Despite all sorts of empirical evidence to the contrary, ours is a world that is inconceivably beautiful and good because of God…and because God is intimately involved in it. The poet Gerard Manley Hopkins wrote, “The world is charged with the grandeur of God.”[iv] It was his way of saying we live in a world of theophanies – holiness wrapped in the ordinary – burning bushes all around us – hidden beauty waiting at every turn. Life is designed in such a way that when we pay attention, it leads us from the ordinary to God.[v]
Poet Elizabeth Barrett Browning wrote, “Earth is crammed with heaven – each common bush aflame with God. Yet only those who see take off their shoes. The rest set round and pluck blackberries”[vi]…or polish their medals, or seek scapegoats, or glory in the past, or amass fortunes, or cover their tracks, or grumble and find fault, or whatever…
“Come no closer,” said God to Moses from the midst of a burning bush at the foot of Mt. Sinai. “Remove your sandals for you are standing on holy ground.”
Moses had been tending sheep in that region for forty years. How many times had he passed by that spot? How many times had he stood in that exact place? And now God tells him that bit of ground is holy? Had the ground been holy the whole time?

** Information given **
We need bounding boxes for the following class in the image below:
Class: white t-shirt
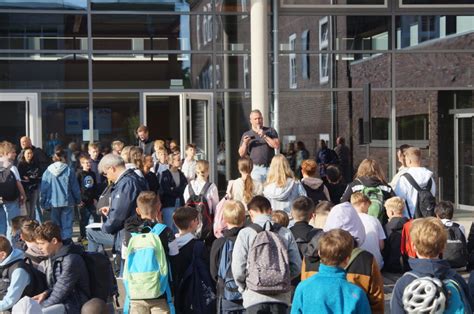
[183,179,219,214]
[10,166,21,181]
[181,159,196,182]
[359,213,385,269]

** Brief **
Write out the whole passage on holy ground and the burning bush word for word, from its first sentence to its last.

** Written reply **
Despite all sorts of empirical evidence to the contrary, ours is a world that is inconceivably beautiful and good because of God…and because God is intimately involved in it. The poet Gerard Manley Hopkins wrote, “The world is charged with the grandeur of God.”[iv] It was his way of saying we live in a world of theophanies – holiness wrapped in the ordinary – burning bushes all around us – hidden beauty waiting at every turn. Life is designed in such a way that when we pay attention, it leads us from the ordinary to God.[v]
Poet Elizabeth Barrett Browning wrote, “Earth is crammed with heaven – each common bush aflame with God. Yet only those who see take off their shoes. The rest set round and pluck blackberries”[vi]…or polish their medals, or seek scapegoats, or glory in the past, or amass fortunes, or cover their tracks, or grumble and find fault, or whatever…
“Come no closer,” said God to Moses from the midst of a burning bush at the foot of Mt. Sinai. “Remove your sandals for you are standing on holy ground.”
Moses had been tending sheep in that region for forty years. How many times had he passed by that spot? How many times had he stood in that exact place? And now God tells him that bit of ground is holy? Had the ground been holy the whole time?